Rufus Wainwright: Live at BOZAR, Brussels
He has a vibrant stage presence, but sometimes tries his audience's patience with his ego-petting antics. If so far Rufus' vagaries could be either overlooked or forgiven, depending on whether one was a detatched listener or an ardent fan, on his latest album, 'All Days Are Nights: Songs for Lulu', they demand to be looked at in the eye. On this record, Wainwright does without the rich orchestrations that he is known and praised for, and which have been a strong mitigating argument for all his quirks. He sings accompanying himself on the piano. Three of the songs are Shakespeare sonnets set to music, one is based on a message he left on his sister's answering machine, and one is the closing aria of a French-language opera he wrote last year, no less. (I rest my case).

Record excerpts:
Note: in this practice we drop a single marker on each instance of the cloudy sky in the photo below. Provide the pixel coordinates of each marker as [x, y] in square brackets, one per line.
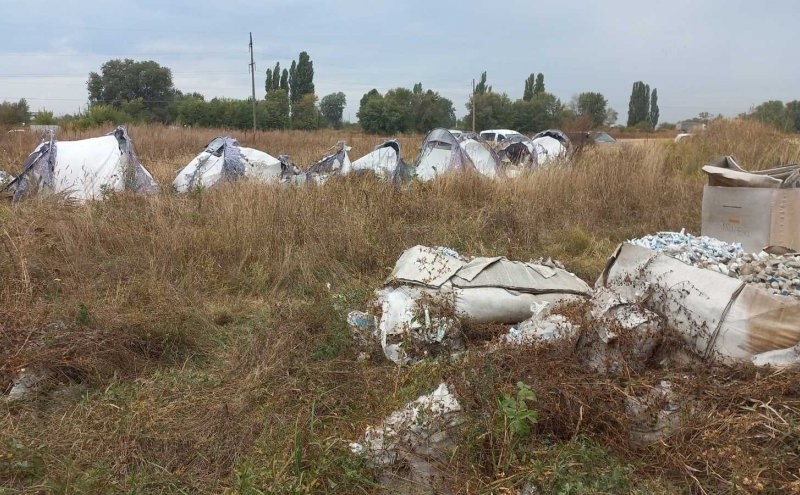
[715, 56]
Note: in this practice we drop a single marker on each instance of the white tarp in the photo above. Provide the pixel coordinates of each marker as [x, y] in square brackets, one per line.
[440, 154]
[548, 149]
[419, 436]
[383, 160]
[718, 316]
[86, 169]
[210, 167]
[483, 159]
[427, 280]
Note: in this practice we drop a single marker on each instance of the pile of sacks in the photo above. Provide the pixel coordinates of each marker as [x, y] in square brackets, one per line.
[670, 280]
[431, 289]
[777, 273]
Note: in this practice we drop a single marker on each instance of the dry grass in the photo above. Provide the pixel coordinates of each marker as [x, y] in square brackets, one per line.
[206, 352]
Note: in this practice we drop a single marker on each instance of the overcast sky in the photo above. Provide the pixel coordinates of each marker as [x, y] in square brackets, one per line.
[715, 56]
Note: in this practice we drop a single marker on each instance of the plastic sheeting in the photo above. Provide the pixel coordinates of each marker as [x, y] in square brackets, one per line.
[85, 169]
[550, 145]
[482, 155]
[383, 161]
[431, 287]
[441, 153]
[517, 155]
[336, 163]
[224, 160]
[718, 316]
[419, 437]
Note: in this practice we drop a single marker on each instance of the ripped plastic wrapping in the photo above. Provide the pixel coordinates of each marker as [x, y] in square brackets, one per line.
[430, 288]
[487, 290]
[419, 436]
[719, 317]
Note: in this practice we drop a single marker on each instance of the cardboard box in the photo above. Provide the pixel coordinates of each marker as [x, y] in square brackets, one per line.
[755, 216]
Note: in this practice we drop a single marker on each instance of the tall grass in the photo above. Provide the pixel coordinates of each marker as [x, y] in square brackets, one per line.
[205, 333]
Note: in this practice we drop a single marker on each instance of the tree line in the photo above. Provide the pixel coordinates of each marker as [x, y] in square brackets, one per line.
[784, 117]
[125, 90]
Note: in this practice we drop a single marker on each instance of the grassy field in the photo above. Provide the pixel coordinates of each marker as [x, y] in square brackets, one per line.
[197, 343]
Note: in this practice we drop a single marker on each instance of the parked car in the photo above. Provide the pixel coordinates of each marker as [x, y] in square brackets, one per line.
[497, 136]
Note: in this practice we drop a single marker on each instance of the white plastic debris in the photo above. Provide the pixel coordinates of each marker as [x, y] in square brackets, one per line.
[777, 273]
[541, 327]
[26, 381]
[654, 415]
[419, 436]
[779, 358]
[406, 329]
[718, 316]
[432, 288]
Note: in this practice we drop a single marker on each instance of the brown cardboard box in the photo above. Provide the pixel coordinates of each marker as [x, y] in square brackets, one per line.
[755, 216]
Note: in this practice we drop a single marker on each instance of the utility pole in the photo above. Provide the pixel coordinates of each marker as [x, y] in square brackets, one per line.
[473, 104]
[253, 81]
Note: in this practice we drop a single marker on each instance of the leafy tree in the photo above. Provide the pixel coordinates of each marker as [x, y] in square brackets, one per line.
[397, 110]
[305, 115]
[593, 106]
[276, 109]
[639, 104]
[303, 82]
[611, 117]
[125, 80]
[14, 113]
[793, 111]
[284, 84]
[268, 81]
[403, 110]
[431, 110]
[292, 82]
[538, 88]
[653, 117]
[370, 112]
[492, 110]
[332, 107]
[543, 111]
[100, 114]
[530, 82]
[481, 87]
[774, 113]
[44, 117]
[276, 78]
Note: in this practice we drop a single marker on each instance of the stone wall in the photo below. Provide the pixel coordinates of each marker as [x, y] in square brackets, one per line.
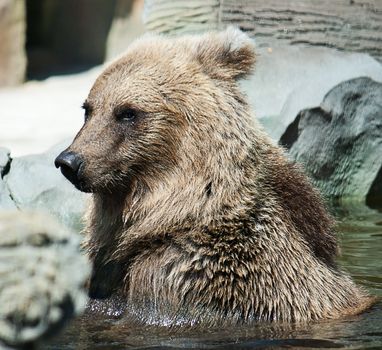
[12, 42]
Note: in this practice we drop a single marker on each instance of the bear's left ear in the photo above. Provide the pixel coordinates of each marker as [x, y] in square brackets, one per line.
[226, 54]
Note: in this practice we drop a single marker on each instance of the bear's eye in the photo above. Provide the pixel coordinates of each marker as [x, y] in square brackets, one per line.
[125, 114]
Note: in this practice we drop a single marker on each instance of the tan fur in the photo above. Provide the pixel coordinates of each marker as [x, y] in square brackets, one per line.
[196, 216]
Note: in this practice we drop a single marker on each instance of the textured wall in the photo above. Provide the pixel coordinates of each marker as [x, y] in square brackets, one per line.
[351, 25]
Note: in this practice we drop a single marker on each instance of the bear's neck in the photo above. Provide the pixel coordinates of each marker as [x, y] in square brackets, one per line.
[200, 192]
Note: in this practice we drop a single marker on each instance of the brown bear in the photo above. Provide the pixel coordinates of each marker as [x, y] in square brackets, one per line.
[197, 217]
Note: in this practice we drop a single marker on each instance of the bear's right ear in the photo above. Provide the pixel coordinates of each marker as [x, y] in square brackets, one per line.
[225, 55]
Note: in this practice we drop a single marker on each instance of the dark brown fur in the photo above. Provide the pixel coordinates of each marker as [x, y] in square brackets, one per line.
[196, 216]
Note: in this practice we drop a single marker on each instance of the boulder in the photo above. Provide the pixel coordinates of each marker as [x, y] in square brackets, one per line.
[288, 79]
[340, 141]
[126, 26]
[43, 275]
[6, 201]
[35, 183]
[12, 39]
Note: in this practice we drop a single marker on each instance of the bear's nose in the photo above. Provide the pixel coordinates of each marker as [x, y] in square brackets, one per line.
[70, 164]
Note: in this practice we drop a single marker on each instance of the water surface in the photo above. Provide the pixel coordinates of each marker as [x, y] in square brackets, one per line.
[360, 231]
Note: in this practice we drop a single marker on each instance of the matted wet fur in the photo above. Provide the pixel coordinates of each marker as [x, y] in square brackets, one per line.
[196, 215]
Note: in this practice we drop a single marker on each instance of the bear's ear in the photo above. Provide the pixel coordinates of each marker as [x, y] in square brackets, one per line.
[226, 54]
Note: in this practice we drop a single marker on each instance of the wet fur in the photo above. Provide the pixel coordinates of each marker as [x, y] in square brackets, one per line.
[205, 221]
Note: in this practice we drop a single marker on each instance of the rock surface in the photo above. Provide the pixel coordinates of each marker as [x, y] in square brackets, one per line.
[42, 277]
[126, 26]
[12, 39]
[38, 115]
[5, 197]
[288, 79]
[340, 142]
[34, 183]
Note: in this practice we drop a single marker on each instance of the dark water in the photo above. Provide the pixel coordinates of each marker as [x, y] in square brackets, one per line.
[361, 240]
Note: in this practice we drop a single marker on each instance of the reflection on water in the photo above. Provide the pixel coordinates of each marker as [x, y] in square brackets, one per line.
[361, 240]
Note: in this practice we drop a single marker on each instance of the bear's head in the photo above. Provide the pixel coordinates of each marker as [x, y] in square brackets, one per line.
[167, 104]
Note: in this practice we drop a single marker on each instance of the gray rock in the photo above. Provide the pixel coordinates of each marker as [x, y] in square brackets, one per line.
[126, 26]
[12, 39]
[6, 201]
[340, 142]
[5, 160]
[42, 277]
[288, 79]
[34, 183]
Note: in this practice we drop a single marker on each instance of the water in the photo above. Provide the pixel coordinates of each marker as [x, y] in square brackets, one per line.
[360, 231]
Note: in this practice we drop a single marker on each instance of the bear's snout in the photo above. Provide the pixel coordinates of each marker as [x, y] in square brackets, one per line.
[71, 166]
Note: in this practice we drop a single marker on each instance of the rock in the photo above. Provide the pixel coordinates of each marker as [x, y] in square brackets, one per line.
[71, 37]
[126, 26]
[288, 79]
[6, 201]
[12, 39]
[42, 277]
[5, 160]
[34, 183]
[37, 115]
[340, 142]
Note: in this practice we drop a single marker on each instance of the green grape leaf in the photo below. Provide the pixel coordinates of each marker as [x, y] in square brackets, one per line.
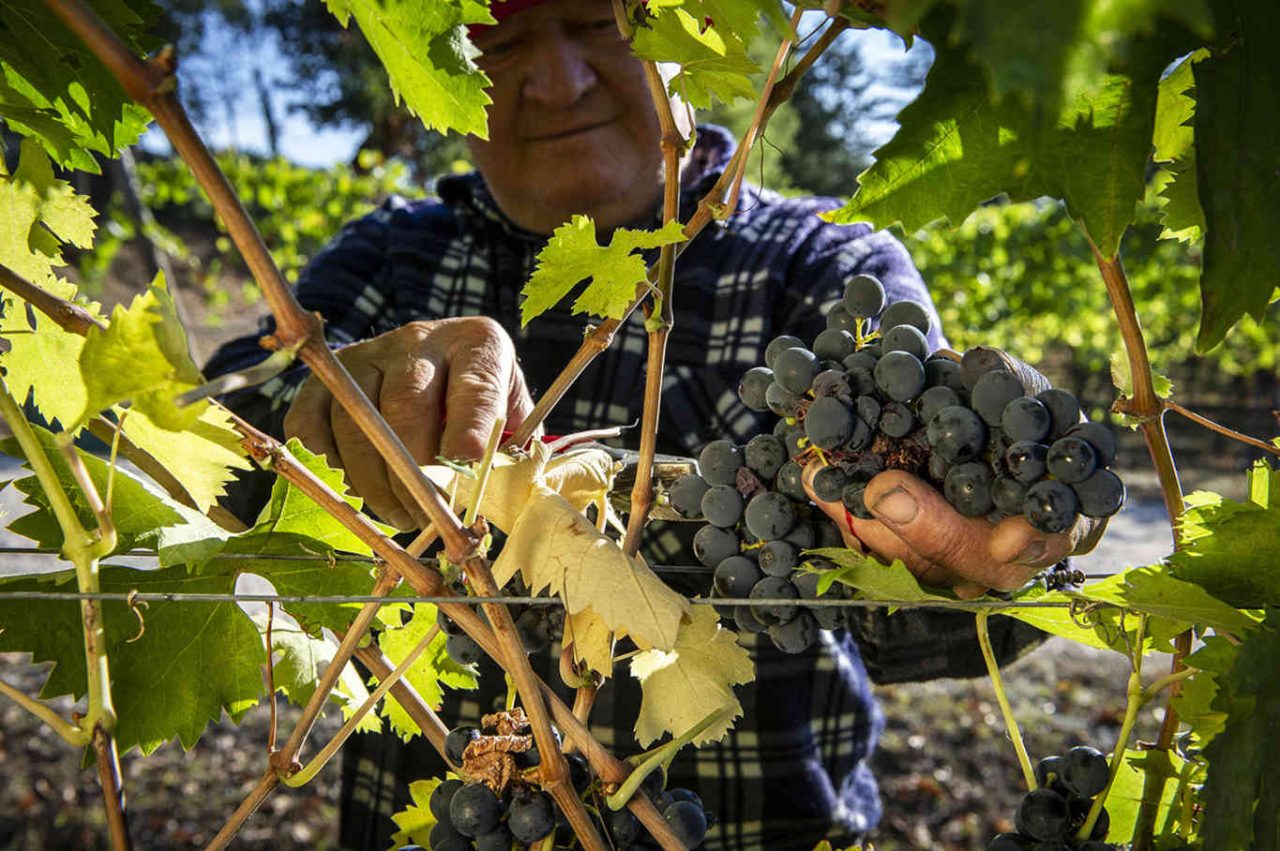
[300, 659]
[292, 512]
[695, 678]
[959, 147]
[1237, 164]
[1226, 549]
[713, 59]
[426, 55]
[1194, 699]
[55, 91]
[142, 356]
[176, 667]
[1179, 195]
[1175, 108]
[1242, 790]
[415, 822]
[140, 515]
[873, 579]
[202, 458]
[1150, 778]
[428, 673]
[613, 271]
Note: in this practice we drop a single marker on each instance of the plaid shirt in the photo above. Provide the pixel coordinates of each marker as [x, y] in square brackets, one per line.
[794, 769]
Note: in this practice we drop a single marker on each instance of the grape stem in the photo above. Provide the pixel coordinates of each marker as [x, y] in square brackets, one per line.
[1136, 698]
[1006, 710]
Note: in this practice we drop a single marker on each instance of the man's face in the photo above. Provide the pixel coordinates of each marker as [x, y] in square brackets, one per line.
[571, 127]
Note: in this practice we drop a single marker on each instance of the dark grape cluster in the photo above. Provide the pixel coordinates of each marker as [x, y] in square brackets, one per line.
[1051, 815]
[864, 402]
[472, 817]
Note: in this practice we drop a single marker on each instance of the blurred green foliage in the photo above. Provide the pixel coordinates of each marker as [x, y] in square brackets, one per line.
[1020, 275]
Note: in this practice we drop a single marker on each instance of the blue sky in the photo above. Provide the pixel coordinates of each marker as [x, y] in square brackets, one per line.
[237, 119]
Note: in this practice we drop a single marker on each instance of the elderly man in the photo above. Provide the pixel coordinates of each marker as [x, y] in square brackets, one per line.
[423, 300]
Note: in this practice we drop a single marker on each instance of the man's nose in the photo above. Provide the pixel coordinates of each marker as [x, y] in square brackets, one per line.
[561, 73]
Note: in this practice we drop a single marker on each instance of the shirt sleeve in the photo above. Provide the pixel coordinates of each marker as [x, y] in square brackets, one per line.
[344, 283]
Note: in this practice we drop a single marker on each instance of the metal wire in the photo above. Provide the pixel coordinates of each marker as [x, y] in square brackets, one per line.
[178, 596]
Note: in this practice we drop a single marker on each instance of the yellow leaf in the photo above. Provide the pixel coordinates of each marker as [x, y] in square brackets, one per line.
[695, 678]
[557, 548]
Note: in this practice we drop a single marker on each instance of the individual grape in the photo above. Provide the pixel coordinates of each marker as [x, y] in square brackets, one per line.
[1043, 815]
[474, 810]
[531, 815]
[1024, 461]
[868, 410]
[745, 618]
[1101, 494]
[688, 822]
[780, 344]
[906, 338]
[713, 544]
[906, 312]
[686, 495]
[443, 794]
[722, 506]
[497, 840]
[942, 371]
[832, 383]
[781, 401]
[622, 827]
[534, 628]
[862, 360]
[1008, 494]
[718, 462]
[464, 649]
[736, 576]
[1098, 437]
[1025, 419]
[977, 362]
[1051, 507]
[827, 484]
[992, 392]
[775, 588]
[900, 375]
[1070, 460]
[443, 837]
[864, 296]
[896, 420]
[828, 422]
[769, 516]
[796, 635]
[795, 369]
[1084, 771]
[833, 344]
[778, 558]
[968, 489]
[1048, 769]
[862, 380]
[753, 387]
[790, 481]
[958, 434]
[933, 399]
[851, 497]
[801, 536]
[764, 454]
[840, 319]
[1064, 411]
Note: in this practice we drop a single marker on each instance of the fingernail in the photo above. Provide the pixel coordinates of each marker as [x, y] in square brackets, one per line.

What you have to do: Reproduce word for word the stretch of the piece on Rufus Wainwright from "Rufus Wainwright: Live" through "rest my case).".

Response area:
Rufus Wainwright: Live at BOZAR, Brussels
He has a vibrant stage presence, but sometimes tries his audience's patience with his ego-petting antics. If so far Rufus' vagaries could be either overlooked or forgiven, depending on whether one was a detatched listener or an ardent fan, on his latest album, 'All Days Are Nights: Songs for Lulu', they demand to be looked at in the eye. On this record, Wainwright does without the rich orchestrations that he is known and praised for, and which have been a strong mitigating argument for all his quirks. He sings accompanying himself on the piano. Three of the songs are Shakespeare sonnets set to music, one is based on a message he left on his sister's answering machine, and one is the closing aria of a French-language opera he wrote last year, no less. (I rest my case).